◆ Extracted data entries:
---*---
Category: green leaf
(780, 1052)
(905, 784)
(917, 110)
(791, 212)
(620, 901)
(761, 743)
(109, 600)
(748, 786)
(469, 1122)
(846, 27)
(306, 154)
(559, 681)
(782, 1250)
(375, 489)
---*---
Restate the entries above word for word.

◆ EXERCISE ANSWER:
Category: green leaf
(780, 1052)
(905, 784)
(917, 110)
(791, 212)
(620, 901)
(761, 743)
(109, 600)
(748, 786)
(469, 1122)
(846, 27)
(306, 154)
(559, 681)
(782, 1250)
(375, 489)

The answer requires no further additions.